● Your task
Continue the article about the per-participant healthcare plan fee, starting right after its last sentence.

● Passage
Benefit consultants have made preliminary projections. Aon Hewitt, for example, estimates that the 2014 assessment will be in the range of $60 to $80 per healthcare plan participant, while Towers Watson & Co. puts the first-year assessment range at between $70 and $90 per plan participant.
Consultants don't expect official guidance on the amount of the fee per participant until at least this fall.
“Regulators are expected to issue a notice this fall that spells out exactly how the per-capita fee will be imposed on plan participants,” Mercer L.L.C. said in a report last week. The guidance will come from the U.S. Department of Health and Human Services which, under the healthcare reform law, was given such regulatory authority.
And there are plenty of other unknowns. For example, guidance is needed on the methodology to be used in counting the number of plan participants. Such guidance is critical, since the number of people enrolled in an employer's healthcare plan could vary considerably during a year.
“Employers need to know as soon as possible how much this is going to cost them,” Ms. Young said.
Other details are clear. For example, the fee will be assessed for every healthcare plan participant, regardless of employer size.
“There is no small-employer exemption in this part of the law,” said Amy Bergner, a Mercer partner in Washington.
In the case of fully insured plans, the fee will be paid by insurers. For self-funded plans, third-party administrators are to remit the fee on behalf of their clients. Fees are to be paid quarterly, with the first payment due Jan. 15, 2014.
Certain healthcare-related plans are exempt from the fee, including stand-alone dental, vision and flexible spending accounts, as well as Medicare Advantage and Medicare Part D prescription drug plans.
Benefit experts say the fee also will apply to retiree healthcare plans, as well as to health reimbursement arrangements. But it is unclear how the fee would be assessed when HRAs are involved.

(Referring expression data)
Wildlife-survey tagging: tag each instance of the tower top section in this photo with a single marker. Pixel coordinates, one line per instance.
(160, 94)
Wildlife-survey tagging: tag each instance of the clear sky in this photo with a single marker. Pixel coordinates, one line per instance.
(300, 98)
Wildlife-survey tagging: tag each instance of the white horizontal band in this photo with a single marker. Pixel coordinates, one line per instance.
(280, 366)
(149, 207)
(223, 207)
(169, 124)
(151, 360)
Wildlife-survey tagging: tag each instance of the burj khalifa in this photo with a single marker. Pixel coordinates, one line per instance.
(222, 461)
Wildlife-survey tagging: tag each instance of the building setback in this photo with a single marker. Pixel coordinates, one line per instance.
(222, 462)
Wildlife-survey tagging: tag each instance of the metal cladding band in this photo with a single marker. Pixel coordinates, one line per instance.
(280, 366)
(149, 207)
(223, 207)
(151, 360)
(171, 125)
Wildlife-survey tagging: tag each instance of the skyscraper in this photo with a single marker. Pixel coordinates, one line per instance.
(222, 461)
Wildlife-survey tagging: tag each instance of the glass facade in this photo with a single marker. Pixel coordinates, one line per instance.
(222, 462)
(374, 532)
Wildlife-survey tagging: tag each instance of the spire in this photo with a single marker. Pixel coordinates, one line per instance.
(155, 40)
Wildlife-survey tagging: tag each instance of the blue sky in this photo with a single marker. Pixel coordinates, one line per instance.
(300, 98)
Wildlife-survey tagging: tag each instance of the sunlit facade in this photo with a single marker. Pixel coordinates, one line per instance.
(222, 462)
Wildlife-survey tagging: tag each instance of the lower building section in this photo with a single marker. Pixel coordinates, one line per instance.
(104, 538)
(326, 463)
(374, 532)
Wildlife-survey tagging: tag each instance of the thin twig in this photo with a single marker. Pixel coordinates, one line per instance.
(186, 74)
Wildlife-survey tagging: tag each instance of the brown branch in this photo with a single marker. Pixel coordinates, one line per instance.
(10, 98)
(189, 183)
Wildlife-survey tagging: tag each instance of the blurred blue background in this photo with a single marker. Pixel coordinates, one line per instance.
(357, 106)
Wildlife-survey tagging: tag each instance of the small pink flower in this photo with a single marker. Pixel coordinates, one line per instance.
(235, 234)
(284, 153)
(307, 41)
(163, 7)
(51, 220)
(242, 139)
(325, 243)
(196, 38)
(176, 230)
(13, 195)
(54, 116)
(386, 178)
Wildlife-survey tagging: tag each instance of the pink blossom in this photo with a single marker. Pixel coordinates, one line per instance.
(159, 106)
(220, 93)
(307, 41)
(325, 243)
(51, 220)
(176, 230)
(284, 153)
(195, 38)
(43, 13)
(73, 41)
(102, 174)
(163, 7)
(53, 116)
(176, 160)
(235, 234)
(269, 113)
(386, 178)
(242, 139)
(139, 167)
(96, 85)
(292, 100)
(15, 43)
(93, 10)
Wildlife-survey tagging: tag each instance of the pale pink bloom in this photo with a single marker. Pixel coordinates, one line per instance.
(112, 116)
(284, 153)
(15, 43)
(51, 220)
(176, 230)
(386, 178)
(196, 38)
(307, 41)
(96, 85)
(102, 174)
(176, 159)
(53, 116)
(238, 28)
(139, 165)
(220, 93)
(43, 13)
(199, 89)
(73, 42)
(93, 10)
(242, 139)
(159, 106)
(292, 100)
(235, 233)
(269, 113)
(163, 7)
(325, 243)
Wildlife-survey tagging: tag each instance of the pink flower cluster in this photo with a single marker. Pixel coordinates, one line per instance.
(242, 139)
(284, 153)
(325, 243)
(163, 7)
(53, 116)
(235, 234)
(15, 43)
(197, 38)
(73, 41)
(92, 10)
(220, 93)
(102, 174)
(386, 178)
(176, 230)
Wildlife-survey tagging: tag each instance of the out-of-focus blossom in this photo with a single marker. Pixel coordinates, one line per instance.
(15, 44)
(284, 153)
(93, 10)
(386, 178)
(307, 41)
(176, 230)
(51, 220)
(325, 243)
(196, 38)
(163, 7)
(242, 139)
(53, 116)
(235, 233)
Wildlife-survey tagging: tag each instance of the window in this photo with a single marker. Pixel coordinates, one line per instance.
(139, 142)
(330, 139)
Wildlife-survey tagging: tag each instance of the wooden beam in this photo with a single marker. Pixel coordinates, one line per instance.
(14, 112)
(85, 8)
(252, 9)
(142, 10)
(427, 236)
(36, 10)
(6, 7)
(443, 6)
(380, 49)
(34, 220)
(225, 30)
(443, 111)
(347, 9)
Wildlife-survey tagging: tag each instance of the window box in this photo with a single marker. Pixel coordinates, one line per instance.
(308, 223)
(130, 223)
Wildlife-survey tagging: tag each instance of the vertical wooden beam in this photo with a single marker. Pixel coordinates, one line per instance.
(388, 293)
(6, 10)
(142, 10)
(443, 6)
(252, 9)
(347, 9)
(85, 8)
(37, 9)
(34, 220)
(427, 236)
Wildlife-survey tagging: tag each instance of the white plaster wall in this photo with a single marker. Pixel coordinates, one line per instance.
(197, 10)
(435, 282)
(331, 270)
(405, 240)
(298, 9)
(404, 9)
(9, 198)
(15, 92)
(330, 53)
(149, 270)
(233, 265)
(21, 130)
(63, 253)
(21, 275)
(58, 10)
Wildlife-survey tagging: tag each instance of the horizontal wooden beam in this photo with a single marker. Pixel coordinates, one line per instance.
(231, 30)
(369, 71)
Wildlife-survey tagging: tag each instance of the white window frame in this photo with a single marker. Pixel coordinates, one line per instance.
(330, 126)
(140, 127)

● Answer to this exercise
Guidance provided by the IRS this year might serve as a model for how HRAs are treated under the transitional reinsurance program. That guidance involved another healthcare reform law provision that imposes a small fee on healthcare plans to fund research on medical outcomes.
Under those proposed rules, an employer with an HRA linked to a self-funded high-deductible healthcare plan would be liable for the fee only for participants in its healthcare plan. It would not pay a second fee for participants in the HRA.
On the other hand, the fee would be imposed on HRAs if the arrangement were linked to an insured healthcare plan. In that situation, the employer would be liable for the fee covering participants in the HRA, while the insurer would be liable for the fee on the insured plan.
Despite the big fees employers face under the reinsurance program, few even know about the program, let alone their potential costs. “It has been a big sleeper issue,” Buck Consultants' Mr. Stover said.
“This has not garnered as much attention as other provisions” in the healthcare reform law, Mercer's Ms. Bergner said.
But employer awareness is increasing as word of its effect is spreading in the benefits community amid efforts of some trade groups to publicize the provision.
The American Benefits Council, for example, held a webinar this month for its members about the program.